#### Instructions to follow
Write out the entries, please, from the line containing "Could you mark every instance of the water" through their final line, exactly and with nothing else.
________________
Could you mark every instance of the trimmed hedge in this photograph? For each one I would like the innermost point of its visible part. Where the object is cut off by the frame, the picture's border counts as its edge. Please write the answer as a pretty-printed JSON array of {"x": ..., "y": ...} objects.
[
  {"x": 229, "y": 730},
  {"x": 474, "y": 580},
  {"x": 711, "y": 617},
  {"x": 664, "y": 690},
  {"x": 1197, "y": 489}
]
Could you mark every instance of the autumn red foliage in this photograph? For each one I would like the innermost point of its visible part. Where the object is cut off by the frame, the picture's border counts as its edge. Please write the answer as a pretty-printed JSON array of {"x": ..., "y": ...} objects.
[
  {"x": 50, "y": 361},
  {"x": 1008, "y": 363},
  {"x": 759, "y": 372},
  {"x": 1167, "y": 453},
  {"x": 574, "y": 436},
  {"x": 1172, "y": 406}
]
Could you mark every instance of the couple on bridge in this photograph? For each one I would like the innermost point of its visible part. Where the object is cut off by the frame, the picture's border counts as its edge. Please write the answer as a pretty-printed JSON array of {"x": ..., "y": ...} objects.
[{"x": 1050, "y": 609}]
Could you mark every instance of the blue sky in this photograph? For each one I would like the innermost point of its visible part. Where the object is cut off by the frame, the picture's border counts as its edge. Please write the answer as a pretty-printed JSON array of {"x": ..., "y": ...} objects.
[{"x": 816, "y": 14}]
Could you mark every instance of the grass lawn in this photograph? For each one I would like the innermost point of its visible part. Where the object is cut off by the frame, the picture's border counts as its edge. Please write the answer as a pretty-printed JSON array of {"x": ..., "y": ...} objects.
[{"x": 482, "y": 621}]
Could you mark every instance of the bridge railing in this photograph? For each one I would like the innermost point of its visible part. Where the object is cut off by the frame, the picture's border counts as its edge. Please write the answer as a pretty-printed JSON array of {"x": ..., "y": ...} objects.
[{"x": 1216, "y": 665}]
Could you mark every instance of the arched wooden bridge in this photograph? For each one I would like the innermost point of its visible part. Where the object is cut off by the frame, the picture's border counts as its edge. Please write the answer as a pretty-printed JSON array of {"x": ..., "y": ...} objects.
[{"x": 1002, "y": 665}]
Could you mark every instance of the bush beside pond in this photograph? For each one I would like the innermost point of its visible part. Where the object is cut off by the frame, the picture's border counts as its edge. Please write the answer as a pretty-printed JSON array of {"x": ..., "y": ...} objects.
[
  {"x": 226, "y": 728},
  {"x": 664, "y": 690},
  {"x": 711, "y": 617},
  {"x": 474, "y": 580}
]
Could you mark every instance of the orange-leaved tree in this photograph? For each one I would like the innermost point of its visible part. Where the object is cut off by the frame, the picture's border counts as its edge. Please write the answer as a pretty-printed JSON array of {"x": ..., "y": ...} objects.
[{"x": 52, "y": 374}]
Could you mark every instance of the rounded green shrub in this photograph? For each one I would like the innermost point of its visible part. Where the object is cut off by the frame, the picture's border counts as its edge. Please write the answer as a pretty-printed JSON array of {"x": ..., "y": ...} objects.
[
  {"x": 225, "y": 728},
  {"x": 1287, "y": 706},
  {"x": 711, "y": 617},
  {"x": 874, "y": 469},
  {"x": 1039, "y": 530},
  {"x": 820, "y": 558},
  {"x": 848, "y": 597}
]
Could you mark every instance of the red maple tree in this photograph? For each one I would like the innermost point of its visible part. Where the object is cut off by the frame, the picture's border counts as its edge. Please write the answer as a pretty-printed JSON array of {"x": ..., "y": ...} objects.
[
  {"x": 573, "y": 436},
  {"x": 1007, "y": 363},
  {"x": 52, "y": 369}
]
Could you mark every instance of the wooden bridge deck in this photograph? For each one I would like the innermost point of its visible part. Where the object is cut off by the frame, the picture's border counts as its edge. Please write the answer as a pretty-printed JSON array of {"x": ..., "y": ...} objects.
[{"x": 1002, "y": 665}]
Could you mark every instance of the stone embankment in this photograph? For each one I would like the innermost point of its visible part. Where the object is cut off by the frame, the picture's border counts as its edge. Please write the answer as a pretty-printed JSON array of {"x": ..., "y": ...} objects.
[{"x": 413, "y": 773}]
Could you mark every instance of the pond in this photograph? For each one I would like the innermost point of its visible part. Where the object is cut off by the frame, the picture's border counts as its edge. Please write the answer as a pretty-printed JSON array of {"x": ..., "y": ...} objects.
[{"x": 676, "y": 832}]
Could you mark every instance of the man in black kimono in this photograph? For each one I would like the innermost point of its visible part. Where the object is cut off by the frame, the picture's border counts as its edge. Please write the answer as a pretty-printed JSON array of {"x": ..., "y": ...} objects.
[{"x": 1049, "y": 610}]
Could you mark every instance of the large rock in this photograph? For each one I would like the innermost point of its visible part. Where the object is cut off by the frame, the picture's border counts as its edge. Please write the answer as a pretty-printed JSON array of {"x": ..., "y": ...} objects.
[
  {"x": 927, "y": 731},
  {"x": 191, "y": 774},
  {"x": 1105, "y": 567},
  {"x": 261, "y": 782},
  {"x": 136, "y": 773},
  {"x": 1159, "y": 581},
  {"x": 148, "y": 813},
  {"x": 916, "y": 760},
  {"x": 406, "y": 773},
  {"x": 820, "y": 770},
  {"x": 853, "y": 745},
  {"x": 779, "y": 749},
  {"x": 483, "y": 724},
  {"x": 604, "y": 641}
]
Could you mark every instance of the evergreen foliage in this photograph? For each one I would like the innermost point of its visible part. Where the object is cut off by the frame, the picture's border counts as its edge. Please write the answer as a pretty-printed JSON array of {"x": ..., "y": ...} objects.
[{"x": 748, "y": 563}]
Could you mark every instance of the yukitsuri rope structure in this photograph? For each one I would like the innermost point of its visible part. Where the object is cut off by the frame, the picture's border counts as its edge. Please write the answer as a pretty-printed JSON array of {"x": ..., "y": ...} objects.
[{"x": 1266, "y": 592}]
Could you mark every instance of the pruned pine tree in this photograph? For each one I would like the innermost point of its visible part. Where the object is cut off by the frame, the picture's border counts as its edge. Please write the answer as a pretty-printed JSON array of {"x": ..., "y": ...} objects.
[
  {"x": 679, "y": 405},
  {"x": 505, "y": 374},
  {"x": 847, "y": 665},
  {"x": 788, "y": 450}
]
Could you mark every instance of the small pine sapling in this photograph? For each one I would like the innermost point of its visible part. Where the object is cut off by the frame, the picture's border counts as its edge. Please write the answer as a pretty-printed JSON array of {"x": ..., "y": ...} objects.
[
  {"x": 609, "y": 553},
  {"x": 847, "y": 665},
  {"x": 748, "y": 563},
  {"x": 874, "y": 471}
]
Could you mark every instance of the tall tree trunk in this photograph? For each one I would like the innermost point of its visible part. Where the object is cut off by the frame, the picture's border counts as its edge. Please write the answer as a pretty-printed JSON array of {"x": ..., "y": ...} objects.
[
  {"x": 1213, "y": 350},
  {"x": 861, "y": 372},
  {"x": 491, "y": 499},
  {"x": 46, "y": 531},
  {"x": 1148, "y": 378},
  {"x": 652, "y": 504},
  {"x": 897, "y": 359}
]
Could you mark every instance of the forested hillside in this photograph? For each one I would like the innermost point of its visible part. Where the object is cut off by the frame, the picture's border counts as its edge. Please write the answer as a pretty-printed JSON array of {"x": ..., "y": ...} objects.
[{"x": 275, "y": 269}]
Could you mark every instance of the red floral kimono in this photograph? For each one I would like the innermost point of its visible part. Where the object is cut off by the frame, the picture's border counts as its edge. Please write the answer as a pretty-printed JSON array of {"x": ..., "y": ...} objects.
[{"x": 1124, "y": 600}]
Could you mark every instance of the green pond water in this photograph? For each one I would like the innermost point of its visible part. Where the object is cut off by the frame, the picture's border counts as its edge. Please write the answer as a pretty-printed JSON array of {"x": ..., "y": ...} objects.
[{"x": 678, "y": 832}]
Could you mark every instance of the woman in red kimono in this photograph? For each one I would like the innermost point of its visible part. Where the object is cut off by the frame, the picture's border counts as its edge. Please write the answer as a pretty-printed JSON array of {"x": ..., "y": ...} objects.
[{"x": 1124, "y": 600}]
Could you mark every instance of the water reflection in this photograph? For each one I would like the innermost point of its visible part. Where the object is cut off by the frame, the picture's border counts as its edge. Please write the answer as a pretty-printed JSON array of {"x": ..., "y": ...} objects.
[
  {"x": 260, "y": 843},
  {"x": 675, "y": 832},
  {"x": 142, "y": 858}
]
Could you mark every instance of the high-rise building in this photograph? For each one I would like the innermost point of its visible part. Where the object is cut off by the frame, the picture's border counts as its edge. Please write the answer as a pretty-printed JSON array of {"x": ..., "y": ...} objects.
________________
#### Answer to this exercise
Could you mark every instance of the water reflection in this photograph? For each one I would like the innermost point of its visible part. Where the object is cut off by the frame, the picture's border counts as its edge. Please write the answer as a pretty-printed JSON array of {"x": ..., "y": ...} objects.
[
  {"x": 260, "y": 843},
  {"x": 675, "y": 832},
  {"x": 142, "y": 858}
]
Could you mark every instance of the high-rise building in this photograph? For each one I would like the innermost point of its visible part. Where the object is cut off by the frame, the picture's border counts as its edge. Please write the answer as a pretty-printed JSON array of {"x": ..., "y": ...} objects.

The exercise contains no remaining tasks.